• _Challenge 1_:
Using the commentary on the Fed's rate decision below, explain why the FOMC changed the paragraph on growth and how its wording changed.

┄┄┄┄┄┄┄┄┄┄┄┄┄┄┄┄┄┄┄┄

Thu, May 10 2007, 08:04 GMT
by Javier Amador

BBVA Bancomer


  • Fed held the fed funds rate steady at 5.25%; made minor changes to the policy statement
  • The wording remains hawkish: reiterated that inflation is the predominant policy concern

Statement retains hawkish bias; signals that the Fed will remain on hold for several meetings

The FOMC kept the fed funds rate steady at 5.25% for the seventh consecutive meeting. As we anticipated, there were changes in the paragraphs on growth and inflation; but more importantly, and also as we expected, the policy paragraph was untouched. The paragraph on growth was changed to allow for weaker data, the first part that previously stated “recent indicators have been mixed” changed to “economic growth slowed in the first part of this year”, thus acknowledging that the economy has further slowed. The statement continued to describe the housing sector adjustment as “ongoing”, while it repeated its characterization of the outlook: “the economy seems likely to expand at a moderate pace over coming quarters”.

┄┄┄┄┄┄┄┄┄┄┄┄┄┄┄┄┄┄┄┄

• _Challenge 2_:
Count the lines in the records below that contain the word "black", treating case as significant, and reply with the number alone.

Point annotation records

┄┄┄┄┄┄┄┄┄┄┄┄┄┄┄┄┄┄┄┄

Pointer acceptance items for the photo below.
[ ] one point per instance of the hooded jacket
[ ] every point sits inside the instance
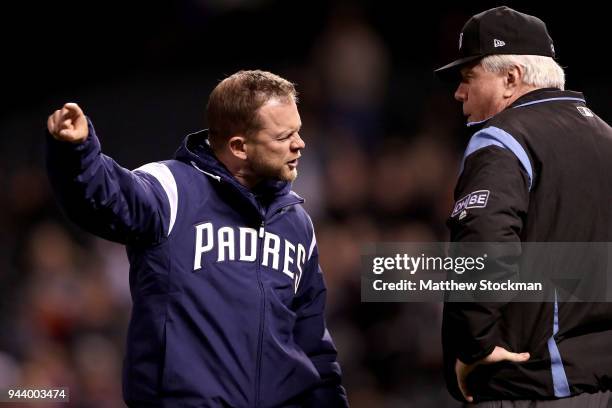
(228, 296)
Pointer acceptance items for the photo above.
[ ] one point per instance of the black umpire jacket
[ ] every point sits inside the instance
(545, 167)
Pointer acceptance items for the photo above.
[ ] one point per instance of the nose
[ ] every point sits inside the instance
(297, 143)
(460, 93)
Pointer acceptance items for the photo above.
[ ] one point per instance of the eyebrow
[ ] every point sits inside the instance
(289, 131)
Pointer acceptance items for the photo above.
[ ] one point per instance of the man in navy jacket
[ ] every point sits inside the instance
(228, 296)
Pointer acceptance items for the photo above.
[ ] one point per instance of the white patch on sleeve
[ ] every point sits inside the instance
(163, 174)
(314, 240)
(476, 199)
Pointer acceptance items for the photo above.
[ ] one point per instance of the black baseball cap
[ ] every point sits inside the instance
(500, 30)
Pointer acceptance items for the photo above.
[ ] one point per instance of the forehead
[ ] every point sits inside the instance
(279, 114)
(473, 68)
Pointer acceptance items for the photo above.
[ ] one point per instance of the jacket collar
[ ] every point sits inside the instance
(541, 95)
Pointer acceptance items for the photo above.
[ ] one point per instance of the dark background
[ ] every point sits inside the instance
(384, 140)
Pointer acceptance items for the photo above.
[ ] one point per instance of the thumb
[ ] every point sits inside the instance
(501, 354)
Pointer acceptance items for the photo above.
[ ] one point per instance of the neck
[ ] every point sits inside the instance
(238, 169)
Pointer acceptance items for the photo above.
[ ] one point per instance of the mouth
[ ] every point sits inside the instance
(292, 164)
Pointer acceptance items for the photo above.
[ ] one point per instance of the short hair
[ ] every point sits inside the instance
(234, 103)
(540, 71)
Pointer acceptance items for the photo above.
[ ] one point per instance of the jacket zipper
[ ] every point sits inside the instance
(262, 315)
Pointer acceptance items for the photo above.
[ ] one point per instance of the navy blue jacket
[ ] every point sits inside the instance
(228, 296)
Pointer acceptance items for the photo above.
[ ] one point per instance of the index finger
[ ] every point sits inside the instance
(72, 108)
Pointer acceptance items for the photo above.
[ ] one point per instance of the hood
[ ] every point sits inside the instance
(196, 152)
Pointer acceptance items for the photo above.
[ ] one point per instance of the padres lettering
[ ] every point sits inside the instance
(224, 240)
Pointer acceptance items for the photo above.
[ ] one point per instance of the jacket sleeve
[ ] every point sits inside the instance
(106, 199)
(495, 176)
(311, 334)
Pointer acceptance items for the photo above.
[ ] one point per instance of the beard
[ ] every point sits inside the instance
(269, 170)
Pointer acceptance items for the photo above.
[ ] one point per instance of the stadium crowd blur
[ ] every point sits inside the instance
(383, 146)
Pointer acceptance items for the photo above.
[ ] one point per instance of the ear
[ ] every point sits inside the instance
(237, 145)
(513, 80)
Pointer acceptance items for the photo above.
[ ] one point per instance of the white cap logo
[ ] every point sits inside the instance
(498, 43)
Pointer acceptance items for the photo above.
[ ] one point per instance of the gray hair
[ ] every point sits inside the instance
(540, 71)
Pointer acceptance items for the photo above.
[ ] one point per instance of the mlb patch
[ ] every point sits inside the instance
(476, 199)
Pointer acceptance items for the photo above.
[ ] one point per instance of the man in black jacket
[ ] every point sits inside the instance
(538, 157)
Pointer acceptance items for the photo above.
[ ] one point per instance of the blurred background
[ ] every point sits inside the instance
(383, 144)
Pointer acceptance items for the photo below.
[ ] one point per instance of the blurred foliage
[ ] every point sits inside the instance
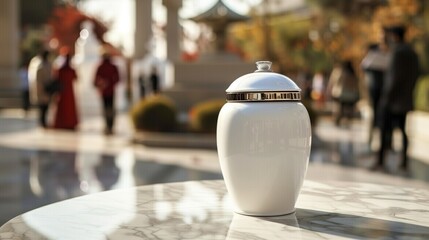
(35, 13)
(330, 30)
(65, 23)
(203, 116)
(156, 113)
(422, 94)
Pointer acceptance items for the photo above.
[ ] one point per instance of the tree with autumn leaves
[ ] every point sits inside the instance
(329, 30)
(65, 24)
(52, 24)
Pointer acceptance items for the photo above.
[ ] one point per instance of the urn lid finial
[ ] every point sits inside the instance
(263, 66)
(263, 85)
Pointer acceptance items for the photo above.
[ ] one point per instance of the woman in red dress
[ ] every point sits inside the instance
(66, 115)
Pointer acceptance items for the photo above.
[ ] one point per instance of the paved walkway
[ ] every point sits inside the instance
(38, 167)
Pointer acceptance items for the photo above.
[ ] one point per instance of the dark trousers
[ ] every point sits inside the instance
(43, 110)
(109, 112)
(389, 122)
(25, 100)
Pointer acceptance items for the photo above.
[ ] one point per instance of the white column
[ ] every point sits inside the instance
(173, 29)
(9, 48)
(143, 31)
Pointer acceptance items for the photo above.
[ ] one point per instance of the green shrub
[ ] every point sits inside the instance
(203, 116)
(156, 113)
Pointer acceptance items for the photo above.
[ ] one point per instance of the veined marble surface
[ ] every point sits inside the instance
(202, 210)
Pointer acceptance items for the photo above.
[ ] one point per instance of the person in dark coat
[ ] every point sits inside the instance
(106, 79)
(397, 96)
(154, 79)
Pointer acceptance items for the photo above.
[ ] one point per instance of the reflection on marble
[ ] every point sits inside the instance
(202, 210)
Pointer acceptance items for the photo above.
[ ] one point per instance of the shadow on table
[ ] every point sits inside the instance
(353, 226)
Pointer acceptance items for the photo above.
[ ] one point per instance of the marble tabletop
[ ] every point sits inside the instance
(202, 210)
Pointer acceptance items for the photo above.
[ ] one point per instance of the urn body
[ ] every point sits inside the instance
(263, 140)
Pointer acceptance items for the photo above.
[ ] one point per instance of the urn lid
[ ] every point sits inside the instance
(263, 85)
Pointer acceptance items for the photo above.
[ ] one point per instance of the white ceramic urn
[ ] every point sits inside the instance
(263, 142)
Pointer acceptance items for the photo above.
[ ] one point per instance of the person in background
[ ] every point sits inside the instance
(23, 76)
(39, 95)
(374, 65)
(154, 79)
(66, 114)
(397, 96)
(343, 87)
(142, 86)
(106, 79)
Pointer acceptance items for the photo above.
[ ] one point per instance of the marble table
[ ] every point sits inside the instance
(202, 210)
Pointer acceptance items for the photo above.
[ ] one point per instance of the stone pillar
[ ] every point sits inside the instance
(173, 29)
(143, 31)
(9, 49)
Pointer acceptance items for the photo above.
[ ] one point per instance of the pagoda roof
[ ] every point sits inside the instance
(218, 12)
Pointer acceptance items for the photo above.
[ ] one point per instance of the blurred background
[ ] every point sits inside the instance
(174, 59)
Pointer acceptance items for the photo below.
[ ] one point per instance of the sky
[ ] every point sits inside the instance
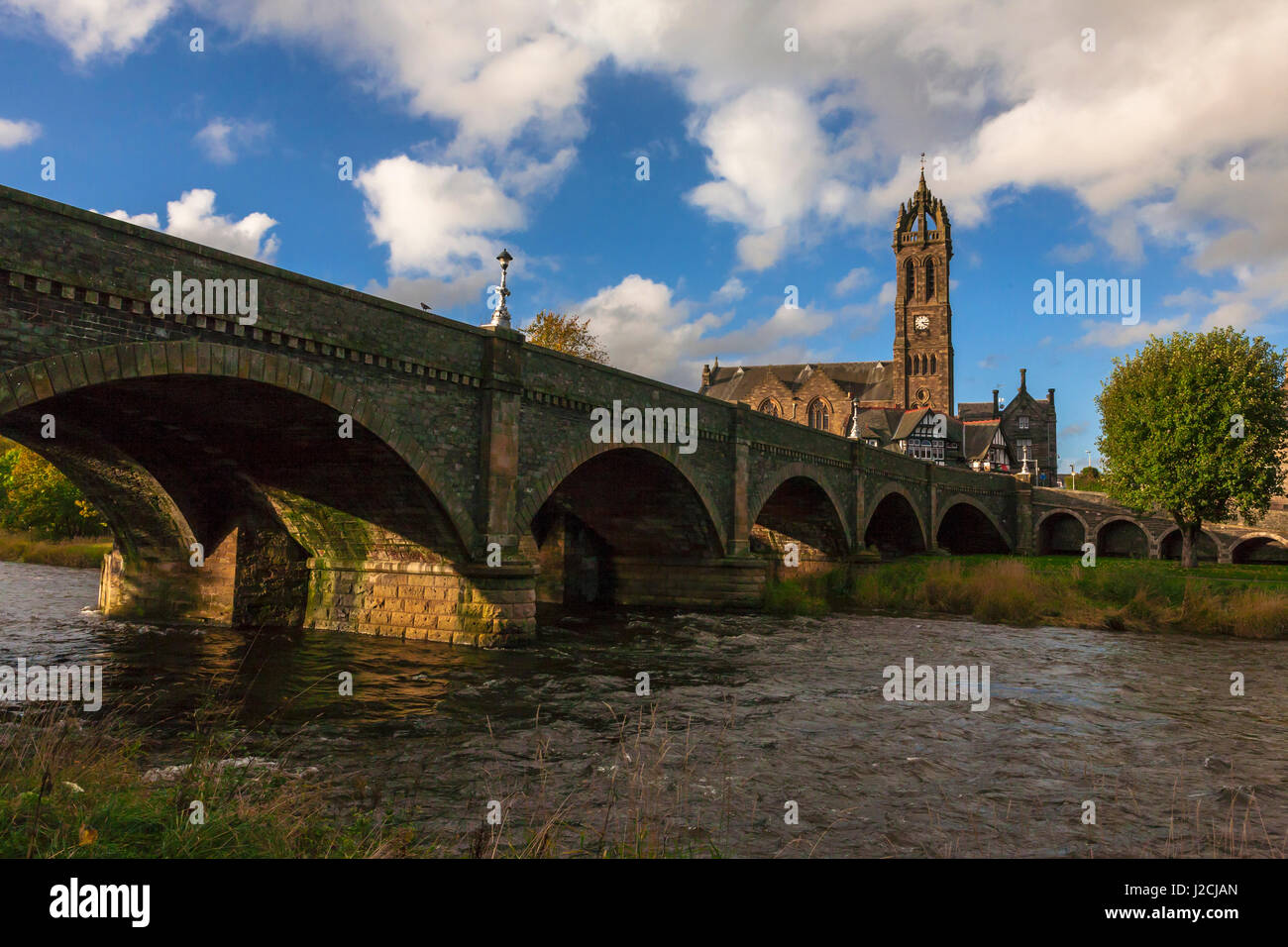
(1104, 141)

┄┄┄┄┄┄┄┄┄┄┄┄┄┄┄┄┄┄┄┄

• _Correct answer 1_:
The FOMC changed the growth paragraph to allow for weaker data. It replaced "recent indicators have been mixed" with "economic growth slowed in the first part of this year," which acknowledged that the economy had slowed further.

• _Correct answer 2_:
3